----- Document text
Eating Disorders and Autism

Eating disorder is characterised with disturbed or abnormal eating habits. Individuals with autism, on the other hand, often find it hard to communicate and form relationships with other people. Determining whether an individual has both an eating disorder and autism is only the first step. The psychologists who are capable of assisting individuals with autism and eating disorder are few. Besides therapy, the treatment for eating disorder also requires dramatic changes in eating habits, majorly within a short duration. However, it is challenging for some individuals with autism to make dramatic changes in their eating habit. Therefore, individuals with both autism and eating disorder are less likely to recover from their eating problems due to toughened adaptability to change as compared to those with only eating disorders.

It is estimated that up to 20% of individuals with permanent eating disorders have autism. Often, it is an eating disorder in girls with autism that first brings them to clinical attention, given that they are frequently underdiagnosed. Clinical attention and research studies have concentrated on women and girls, despite the fact that boys and men with autism can and do develop abnormal eating habits. As a result of this gender bias, some people use Female Asperger’s Syndrome to refer to any eating disorder.
----------
▸ Requirement 1:
In the text on eating disorders and autism, what share of individuals with permanent eating disorders is estimated to have autism?
▸ Requirement 2:
Please extend the text on eating disorders and autism with the next paragraph, picking up after its last sentence.
You won't need the items.
----- Extracted data
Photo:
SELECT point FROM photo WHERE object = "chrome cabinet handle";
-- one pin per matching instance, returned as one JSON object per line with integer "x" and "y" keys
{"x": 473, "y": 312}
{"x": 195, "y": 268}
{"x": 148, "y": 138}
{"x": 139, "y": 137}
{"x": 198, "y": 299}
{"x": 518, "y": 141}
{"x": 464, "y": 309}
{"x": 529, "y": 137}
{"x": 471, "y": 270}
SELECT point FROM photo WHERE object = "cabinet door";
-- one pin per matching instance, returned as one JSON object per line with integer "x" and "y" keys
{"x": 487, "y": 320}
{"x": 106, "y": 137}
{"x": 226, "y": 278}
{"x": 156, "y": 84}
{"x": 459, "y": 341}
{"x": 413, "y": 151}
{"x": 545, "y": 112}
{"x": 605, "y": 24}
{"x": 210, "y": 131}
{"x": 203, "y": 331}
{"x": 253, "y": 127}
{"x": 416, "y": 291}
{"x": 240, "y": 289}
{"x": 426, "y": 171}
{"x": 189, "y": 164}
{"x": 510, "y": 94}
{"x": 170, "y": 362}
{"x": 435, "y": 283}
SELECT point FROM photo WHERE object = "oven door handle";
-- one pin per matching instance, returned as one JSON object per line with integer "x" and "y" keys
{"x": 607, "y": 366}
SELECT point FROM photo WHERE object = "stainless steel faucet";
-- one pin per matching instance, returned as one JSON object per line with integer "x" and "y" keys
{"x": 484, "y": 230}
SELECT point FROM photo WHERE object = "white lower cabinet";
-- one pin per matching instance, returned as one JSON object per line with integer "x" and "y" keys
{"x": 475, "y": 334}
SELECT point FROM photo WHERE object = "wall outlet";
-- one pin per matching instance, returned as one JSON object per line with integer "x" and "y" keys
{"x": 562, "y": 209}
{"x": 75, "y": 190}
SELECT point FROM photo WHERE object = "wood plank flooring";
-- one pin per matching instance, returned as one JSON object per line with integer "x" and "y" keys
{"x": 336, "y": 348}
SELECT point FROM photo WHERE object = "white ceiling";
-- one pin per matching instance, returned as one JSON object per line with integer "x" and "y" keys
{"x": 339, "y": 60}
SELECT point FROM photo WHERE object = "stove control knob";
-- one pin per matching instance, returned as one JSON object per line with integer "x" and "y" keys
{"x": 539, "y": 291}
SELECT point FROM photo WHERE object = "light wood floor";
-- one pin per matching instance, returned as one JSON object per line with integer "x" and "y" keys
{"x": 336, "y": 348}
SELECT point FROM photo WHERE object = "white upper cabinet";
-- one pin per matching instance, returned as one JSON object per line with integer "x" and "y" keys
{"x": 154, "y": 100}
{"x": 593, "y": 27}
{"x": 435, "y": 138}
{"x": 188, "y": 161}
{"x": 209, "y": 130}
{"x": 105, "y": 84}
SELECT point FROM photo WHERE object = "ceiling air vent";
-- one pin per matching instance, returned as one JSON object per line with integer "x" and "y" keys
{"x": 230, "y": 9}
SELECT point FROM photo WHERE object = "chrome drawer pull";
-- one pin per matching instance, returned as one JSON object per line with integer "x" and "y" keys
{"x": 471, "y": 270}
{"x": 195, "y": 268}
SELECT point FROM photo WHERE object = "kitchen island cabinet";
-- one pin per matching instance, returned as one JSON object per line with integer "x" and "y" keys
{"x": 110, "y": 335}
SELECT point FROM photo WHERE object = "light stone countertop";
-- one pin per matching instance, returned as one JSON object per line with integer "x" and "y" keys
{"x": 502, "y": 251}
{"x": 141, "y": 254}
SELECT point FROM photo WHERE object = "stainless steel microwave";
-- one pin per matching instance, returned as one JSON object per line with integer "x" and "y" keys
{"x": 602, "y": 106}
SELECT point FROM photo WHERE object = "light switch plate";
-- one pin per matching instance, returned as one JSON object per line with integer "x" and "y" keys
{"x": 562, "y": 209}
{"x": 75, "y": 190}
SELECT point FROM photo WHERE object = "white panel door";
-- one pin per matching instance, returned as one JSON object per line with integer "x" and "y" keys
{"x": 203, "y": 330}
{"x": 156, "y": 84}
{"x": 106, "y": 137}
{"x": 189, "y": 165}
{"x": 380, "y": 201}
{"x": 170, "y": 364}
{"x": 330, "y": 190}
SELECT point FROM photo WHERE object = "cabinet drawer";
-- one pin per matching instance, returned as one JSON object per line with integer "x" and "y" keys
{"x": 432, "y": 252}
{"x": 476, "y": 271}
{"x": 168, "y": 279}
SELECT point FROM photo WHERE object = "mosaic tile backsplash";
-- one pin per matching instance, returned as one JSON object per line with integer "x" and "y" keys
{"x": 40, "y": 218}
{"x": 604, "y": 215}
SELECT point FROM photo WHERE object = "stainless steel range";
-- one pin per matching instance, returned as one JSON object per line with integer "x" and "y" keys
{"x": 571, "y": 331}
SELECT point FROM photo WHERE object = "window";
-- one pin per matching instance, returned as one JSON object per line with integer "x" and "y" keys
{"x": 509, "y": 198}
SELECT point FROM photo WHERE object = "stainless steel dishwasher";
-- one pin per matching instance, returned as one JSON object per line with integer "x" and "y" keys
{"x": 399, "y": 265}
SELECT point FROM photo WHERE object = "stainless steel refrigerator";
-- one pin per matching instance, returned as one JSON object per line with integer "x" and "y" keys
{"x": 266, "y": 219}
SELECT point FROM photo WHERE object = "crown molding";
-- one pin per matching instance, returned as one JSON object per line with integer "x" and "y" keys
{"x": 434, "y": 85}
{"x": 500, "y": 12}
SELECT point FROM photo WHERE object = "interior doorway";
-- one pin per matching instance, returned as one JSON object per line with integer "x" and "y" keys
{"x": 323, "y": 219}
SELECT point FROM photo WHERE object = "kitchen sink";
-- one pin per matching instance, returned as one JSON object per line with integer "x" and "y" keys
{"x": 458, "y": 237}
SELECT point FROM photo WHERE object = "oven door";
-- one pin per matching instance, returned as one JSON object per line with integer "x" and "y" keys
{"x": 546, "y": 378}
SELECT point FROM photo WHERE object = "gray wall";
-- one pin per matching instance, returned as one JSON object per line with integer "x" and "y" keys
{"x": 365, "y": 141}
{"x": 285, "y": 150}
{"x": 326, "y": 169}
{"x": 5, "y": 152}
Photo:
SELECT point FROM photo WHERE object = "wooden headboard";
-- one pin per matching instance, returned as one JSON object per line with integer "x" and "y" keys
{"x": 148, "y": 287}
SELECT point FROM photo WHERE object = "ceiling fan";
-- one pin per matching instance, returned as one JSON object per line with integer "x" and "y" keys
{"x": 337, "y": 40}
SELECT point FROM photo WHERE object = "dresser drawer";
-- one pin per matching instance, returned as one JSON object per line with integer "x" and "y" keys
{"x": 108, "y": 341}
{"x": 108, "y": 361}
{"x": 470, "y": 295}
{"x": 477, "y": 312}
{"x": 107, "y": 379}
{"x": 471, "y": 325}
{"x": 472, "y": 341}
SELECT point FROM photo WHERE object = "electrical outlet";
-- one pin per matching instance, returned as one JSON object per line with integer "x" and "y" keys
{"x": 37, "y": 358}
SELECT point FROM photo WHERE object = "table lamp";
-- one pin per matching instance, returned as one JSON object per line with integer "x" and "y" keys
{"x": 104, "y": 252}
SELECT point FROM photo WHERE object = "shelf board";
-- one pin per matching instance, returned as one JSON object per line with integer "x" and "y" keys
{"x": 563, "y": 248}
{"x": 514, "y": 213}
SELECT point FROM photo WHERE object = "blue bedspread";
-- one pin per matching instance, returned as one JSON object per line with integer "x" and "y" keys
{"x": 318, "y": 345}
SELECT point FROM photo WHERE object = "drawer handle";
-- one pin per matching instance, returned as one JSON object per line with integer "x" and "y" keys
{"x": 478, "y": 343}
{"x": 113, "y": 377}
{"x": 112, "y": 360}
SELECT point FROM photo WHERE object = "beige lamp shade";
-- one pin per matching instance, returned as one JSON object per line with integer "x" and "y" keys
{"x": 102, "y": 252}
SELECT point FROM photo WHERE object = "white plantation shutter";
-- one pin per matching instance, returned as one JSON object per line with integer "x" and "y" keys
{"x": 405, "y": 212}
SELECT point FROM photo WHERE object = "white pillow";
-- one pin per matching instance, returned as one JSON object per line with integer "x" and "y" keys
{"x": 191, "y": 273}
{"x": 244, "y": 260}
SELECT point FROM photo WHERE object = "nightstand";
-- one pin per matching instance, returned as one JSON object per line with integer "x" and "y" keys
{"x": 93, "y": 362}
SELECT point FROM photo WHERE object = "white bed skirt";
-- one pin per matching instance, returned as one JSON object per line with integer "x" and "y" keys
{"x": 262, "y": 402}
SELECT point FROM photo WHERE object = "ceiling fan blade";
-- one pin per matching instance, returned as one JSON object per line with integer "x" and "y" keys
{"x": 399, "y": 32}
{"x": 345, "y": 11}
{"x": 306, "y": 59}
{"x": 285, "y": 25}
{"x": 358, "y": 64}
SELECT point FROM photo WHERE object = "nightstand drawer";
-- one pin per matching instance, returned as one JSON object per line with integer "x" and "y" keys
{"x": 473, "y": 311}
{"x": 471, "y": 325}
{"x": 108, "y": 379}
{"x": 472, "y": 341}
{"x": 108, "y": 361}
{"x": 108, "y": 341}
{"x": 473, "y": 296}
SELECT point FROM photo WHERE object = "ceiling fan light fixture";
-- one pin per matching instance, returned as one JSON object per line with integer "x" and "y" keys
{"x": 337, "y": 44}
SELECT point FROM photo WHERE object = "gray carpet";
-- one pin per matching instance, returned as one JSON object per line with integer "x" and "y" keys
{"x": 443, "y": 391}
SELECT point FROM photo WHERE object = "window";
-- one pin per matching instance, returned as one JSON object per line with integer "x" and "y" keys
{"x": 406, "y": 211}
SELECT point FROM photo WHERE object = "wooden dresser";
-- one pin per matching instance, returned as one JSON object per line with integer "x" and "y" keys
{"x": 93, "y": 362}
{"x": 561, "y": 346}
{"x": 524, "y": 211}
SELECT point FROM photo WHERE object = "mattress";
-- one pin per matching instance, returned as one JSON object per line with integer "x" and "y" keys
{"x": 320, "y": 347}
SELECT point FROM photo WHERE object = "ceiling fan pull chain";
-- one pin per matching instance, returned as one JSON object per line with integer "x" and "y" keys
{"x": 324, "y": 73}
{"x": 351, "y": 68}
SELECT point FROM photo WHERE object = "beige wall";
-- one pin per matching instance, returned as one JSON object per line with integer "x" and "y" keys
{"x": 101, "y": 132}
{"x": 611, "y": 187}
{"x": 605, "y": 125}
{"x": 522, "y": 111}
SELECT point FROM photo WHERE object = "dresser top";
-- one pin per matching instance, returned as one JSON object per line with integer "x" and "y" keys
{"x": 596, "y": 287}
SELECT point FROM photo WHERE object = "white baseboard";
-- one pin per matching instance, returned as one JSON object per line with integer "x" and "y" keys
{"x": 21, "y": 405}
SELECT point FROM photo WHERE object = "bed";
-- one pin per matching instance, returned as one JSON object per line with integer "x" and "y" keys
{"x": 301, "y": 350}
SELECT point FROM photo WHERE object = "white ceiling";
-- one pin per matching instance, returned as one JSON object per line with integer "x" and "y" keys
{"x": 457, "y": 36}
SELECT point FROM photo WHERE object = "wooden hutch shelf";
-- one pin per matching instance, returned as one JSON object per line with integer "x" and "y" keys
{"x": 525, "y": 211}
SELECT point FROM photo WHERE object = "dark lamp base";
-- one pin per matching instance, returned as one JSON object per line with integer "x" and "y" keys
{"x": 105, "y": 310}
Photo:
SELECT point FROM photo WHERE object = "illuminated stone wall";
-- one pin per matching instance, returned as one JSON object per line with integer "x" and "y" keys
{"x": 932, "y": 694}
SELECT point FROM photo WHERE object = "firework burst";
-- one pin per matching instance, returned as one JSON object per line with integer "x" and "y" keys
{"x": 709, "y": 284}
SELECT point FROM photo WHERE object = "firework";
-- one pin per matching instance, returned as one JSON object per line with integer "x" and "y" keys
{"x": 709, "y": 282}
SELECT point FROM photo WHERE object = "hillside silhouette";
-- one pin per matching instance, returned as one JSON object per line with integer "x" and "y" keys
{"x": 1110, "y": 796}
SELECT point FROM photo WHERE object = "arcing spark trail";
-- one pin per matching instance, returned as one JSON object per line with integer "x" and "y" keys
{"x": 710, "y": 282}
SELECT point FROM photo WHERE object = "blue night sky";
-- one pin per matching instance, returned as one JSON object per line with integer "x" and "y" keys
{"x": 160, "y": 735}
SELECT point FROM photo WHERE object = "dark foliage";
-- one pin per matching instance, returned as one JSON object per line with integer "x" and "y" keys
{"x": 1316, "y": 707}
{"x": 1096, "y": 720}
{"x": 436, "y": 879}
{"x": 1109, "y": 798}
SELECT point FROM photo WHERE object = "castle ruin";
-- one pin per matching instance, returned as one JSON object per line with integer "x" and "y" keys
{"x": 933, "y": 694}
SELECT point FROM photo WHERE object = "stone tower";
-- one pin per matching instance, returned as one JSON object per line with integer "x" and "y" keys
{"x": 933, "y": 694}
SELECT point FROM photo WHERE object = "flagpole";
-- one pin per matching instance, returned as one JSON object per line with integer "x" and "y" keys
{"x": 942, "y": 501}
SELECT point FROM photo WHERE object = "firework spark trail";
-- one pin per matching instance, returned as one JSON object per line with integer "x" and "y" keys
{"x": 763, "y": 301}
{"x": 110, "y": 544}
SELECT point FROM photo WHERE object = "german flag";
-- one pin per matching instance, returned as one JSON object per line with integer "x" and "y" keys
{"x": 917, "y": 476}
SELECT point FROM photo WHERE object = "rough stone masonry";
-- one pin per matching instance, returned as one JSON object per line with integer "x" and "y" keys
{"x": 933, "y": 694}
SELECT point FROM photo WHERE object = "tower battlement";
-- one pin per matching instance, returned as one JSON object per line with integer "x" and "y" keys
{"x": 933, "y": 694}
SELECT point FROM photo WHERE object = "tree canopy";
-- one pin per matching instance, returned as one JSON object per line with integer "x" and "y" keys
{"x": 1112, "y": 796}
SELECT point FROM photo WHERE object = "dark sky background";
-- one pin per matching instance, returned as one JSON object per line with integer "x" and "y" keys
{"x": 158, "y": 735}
----------
▸ Response area 1:
Up to 20%.

▸ Response area 2:
A demonstration by Treasure’s group in London clearly indicated significantly higher score on The Autism Spectrum Quotient from women with eating disorder, than controls do. Based on a 2014 Molecular Autism study, one out of four girls receiving outpatient treatment  for abnormal eating habits at a clinic in London had a score higher than the cut-off for autism on a screening questionnaire, regardless of the fact that only 4 percent out of 150 girls had possible autism spectrum disorder. The result of this study recommended that although the girls did not have a diagnosis, they possessed a high level of autism traits. Moreover, starvation resulting from eating disorder aggravates the autism traits seen by researchers and clinicians. Women with abnormal eating habits continue to have social as well as cognitive challenges even after recovery, though in reduced capacity as compared to when they are critically ill. This is according to a distinct study also by Treasure’s group in 2012.